What needs to be done: Can you return the records below exactly as they stand, but only from the first line through the one with "268V260L311 254L308 255L309"?

%%

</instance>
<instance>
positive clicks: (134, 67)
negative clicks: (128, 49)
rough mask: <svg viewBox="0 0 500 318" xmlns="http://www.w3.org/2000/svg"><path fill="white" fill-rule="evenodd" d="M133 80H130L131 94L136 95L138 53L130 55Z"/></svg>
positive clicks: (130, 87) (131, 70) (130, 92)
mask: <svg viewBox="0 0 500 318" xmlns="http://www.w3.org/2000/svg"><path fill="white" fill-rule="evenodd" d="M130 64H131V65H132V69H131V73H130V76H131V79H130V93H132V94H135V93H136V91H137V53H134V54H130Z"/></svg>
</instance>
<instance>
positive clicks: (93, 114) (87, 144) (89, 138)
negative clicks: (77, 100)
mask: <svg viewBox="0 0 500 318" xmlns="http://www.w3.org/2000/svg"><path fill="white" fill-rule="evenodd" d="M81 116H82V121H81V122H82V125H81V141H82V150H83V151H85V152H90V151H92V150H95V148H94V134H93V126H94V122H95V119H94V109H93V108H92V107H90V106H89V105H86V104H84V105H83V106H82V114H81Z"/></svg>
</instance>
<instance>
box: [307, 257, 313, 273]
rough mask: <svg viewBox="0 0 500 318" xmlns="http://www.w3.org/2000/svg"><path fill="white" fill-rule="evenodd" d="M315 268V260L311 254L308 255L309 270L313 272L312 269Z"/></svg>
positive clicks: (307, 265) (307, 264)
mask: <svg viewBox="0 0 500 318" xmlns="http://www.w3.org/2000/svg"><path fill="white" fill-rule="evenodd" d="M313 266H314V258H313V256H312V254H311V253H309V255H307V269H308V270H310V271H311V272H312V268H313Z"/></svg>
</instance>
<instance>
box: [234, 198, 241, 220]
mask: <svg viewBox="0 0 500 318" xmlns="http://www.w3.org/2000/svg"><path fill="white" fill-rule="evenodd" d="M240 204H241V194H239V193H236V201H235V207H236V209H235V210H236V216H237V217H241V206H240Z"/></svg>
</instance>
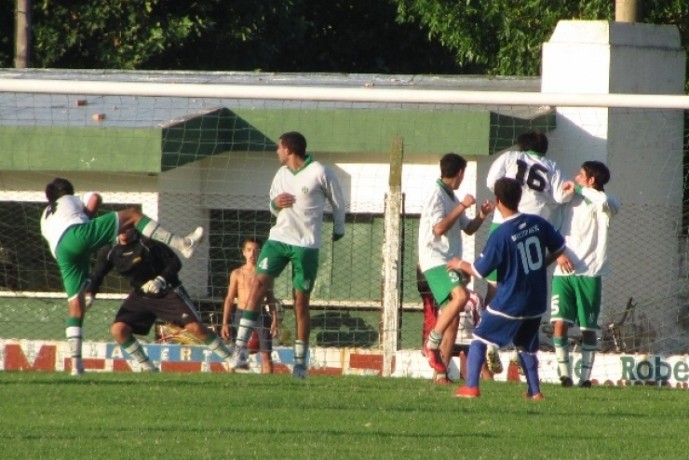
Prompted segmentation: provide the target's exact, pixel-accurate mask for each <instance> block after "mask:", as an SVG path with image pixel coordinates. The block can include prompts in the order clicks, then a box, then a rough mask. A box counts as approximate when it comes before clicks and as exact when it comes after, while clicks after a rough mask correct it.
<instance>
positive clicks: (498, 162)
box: [485, 131, 565, 368]
mask: <svg viewBox="0 0 689 460" xmlns="http://www.w3.org/2000/svg"><path fill="white" fill-rule="evenodd" d="M547 152H548V138H547V137H546V135H545V134H543V133H541V132H537V131H527V132H525V133H522V134H521V135H520V136H519V137H518V138H517V150H511V151H508V152H505V153H503V154H502V155H500V156H499V157H498V158H497V159H496V160H495V161H494V162H493V164H492V165H491V167H490V169H489V170H488V176H487V177H486V185H487V186H488V188H489V189H490V191H491V192H494V191H495V190H494V189H493V185H494V184H495V181H496V180H498V179H500V178H501V177H509V178H512V179H516V180H517V181H518V182H519V183H520V184H521V186H522V199H521V202H520V203H519V211H520V212H522V213H525V214H535V215H537V216H541V217H543V218H544V219H545V220H547V221H548V222H550V223H551V224H552V225H553V226H554V227H555V228H556V229H559V228H560V225H561V223H562V217H561V211H560V204H561V203H563V202H564V201H565V194H564V192H563V191H562V184H563V183H564V179H563V177H562V172H561V170H560V167H559V166H558V165H557V163H555V161H553V160H551V159H549V158H546V156H545V154H546V153H547ZM502 222H503V218H502V216H501V215H500V213H498V212H496V213H493V223H492V224H491V227H490V230H489V232H493V231H494V230H495V229H496V228H497V227H498V226H499V225H500V224H501V223H502ZM485 280H486V286H487V289H486V303H487V304H490V302H491V301H492V300H493V297H494V296H495V291H496V284H497V274H496V273H495V272H493V273H491V274H490V275H488V276H487V277H486V278H485ZM496 357H497V350H495V349H493V348H491V347H489V348H488V356H487V358H488V363H489V367H494V368H500V367H502V366H501V364H500V362H499V361H496Z"/></svg>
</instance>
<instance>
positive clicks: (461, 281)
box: [423, 265, 463, 308]
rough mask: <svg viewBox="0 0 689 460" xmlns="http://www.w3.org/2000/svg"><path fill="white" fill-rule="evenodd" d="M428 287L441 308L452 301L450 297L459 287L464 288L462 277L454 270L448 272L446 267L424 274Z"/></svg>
mask: <svg viewBox="0 0 689 460" xmlns="http://www.w3.org/2000/svg"><path fill="white" fill-rule="evenodd" d="M423 276H425V277H426V281H427V282H428V286H429V287H430V288H431V293H432V294H433V298H434V299H435V303H436V304H438V306H439V307H441V308H442V307H444V306H445V305H446V304H447V302H449V301H450V295H451V294H452V291H453V289H454V288H456V287H457V286H463V283H462V277H461V276H459V273H457V272H456V271H454V270H448V269H447V267H446V266H444V265H439V266H437V267H433V268H431V269H429V270H426V271H425V272H423Z"/></svg>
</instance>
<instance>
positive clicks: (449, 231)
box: [419, 180, 471, 272]
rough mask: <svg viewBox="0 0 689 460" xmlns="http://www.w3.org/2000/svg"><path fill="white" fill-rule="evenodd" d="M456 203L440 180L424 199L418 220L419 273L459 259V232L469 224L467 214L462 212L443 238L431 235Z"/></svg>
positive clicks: (461, 240) (452, 224) (461, 250)
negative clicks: (418, 244) (448, 262)
mask: <svg viewBox="0 0 689 460" xmlns="http://www.w3.org/2000/svg"><path fill="white" fill-rule="evenodd" d="M458 204H459V199H458V198H457V196H456V195H455V194H454V192H452V191H450V190H448V189H447V188H446V187H445V186H444V185H443V183H442V181H440V180H438V181H437V182H436V185H435V187H433V190H431V191H430V193H429V194H428V195H427V196H426V199H425V200H424V202H423V208H422V210H421V218H420V220H419V267H420V268H421V271H422V272H425V271H426V270H430V269H431V268H434V267H438V266H440V265H445V264H446V263H447V262H448V261H449V260H450V259H452V258H453V257H462V229H465V228H466V227H467V225H469V223H470V222H471V219H469V217H468V216H467V215H466V213H462V214H461V215H460V217H459V219H457V220H456V221H455V222H454V223H453V224H452V227H450V228H449V229H448V231H447V232H446V233H445V234H444V235H439V236H436V235H435V234H434V233H433V227H435V225H436V224H437V223H438V222H440V221H441V220H443V219H444V218H445V216H447V215H448V214H449V213H450V212H451V211H452V210H453V209H454V208H455V207H456V206H457V205H458Z"/></svg>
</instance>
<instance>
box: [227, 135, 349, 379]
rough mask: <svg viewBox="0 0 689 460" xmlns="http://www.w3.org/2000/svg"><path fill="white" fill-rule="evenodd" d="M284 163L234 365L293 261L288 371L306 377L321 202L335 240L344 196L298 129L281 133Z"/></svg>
mask: <svg viewBox="0 0 689 460" xmlns="http://www.w3.org/2000/svg"><path fill="white" fill-rule="evenodd" d="M276 153H277V156H278V161H279V162H280V164H281V165H282V167H281V168H280V169H279V170H278V172H277V173H276V174H275V178H274V179H273V183H272V185H271V187H270V210H271V212H272V213H273V214H274V215H275V216H276V217H277V219H276V222H275V225H274V226H273V227H272V228H271V229H270V235H269V237H268V241H267V242H266V243H265V244H264V245H263V248H262V249H261V253H260V255H259V257H258V262H257V265H256V276H255V277H254V279H253V281H252V283H251V293H250V294H249V298H248V299H247V304H246V307H245V310H244V313H243V314H242V318H241V320H240V321H239V328H238V330H237V339H236V340H235V350H234V355H233V366H232V367H233V368H241V367H243V366H245V365H246V362H247V358H248V354H249V353H248V350H247V343H248V341H249V338H250V337H251V333H252V331H253V329H254V328H255V327H256V321H257V319H258V316H259V311H258V309H259V307H260V305H261V301H262V299H264V298H265V294H266V291H267V290H268V288H270V287H272V284H273V280H274V279H275V277H277V276H279V275H280V274H281V273H282V271H283V270H284V269H285V267H286V266H287V264H292V288H293V292H294V313H295V316H296V320H297V333H296V340H295V341H294V366H293V369H292V375H293V376H294V377H296V378H305V377H306V375H307V355H308V349H309V336H310V335H311V316H310V313H309V302H310V296H311V290H312V289H313V284H314V282H315V280H316V275H317V273H318V248H319V247H320V245H321V230H322V227H323V213H324V211H325V204H326V202H327V203H330V206H331V208H332V210H333V224H334V228H333V235H332V239H333V241H337V240H339V239H340V238H342V237H343V236H344V232H345V222H344V220H345V202H344V196H343V194H342V190H341V189H340V184H339V182H338V180H337V176H336V175H335V173H334V172H333V171H332V170H331V169H330V168H329V167H327V166H325V165H322V164H321V163H319V162H317V161H315V160H314V159H313V157H312V156H310V155H307V154H306V139H305V138H304V136H303V135H302V134H300V133H298V132H294V131H292V132H288V133H284V134H283V135H282V136H280V139H279V141H278V146H277V151H276Z"/></svg>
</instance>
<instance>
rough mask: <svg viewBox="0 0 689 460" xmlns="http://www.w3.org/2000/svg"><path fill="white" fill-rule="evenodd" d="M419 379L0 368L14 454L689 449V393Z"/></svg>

%%

Result below:
</instance>
<instance>
positive clicks: (134, 67)
negative clicks: (128, 49)
rough mask: <svg viewBox="0 0 500 318" xmlns="http://www.w3.org/2000/svg"><path fill="white" fill-rule="evenodd" d="M133 80H130L131 94L136 95L138 53L130 55Z"/></svg>
positive clicks: (130, 87) (131, 70) (130, 92)
mask: <svg viewBox="0 0 500 318" xmlns="http://www.w3.org/2000/svg"><path fill="white" fill-rule="evenodd" d="M130 64H131V65H132V69H131V73H130V76H131V79H130V93H132V94H135V93H136V91H137V53H134V54H130Z"/></svg>
</instance>
<instance>
positive clicks: (93, 114) (87, 144) (89, 138)
negative clicks: (77, 100)
mask: <svg viewBox="0 0 500 318" xmlns="http://www.w3.org/2000/svg"><path fill="white" fill-rule="evenodd" d="M81 116H82V121H81V122H82V125H81V141H82V150H83V151H85V152H90V151H92V150H95V148H94V134H93V126H94V122H95V119H94V109H93V108H92V107H90V106H89V105H86V104H84V105H83V106H82V114H81Z"/></svg>
</instance>
<instance>
box: [307, 257, 313, 273]
rough mask: <svg viewBox="0 0 500 318" xmlns="http://www.w3.org/2000/svg"><path fill="white" fill-rule="evenodd" d="M315 268V260L311 254L308 255L309 270L313 272L312 269Z"/></svg>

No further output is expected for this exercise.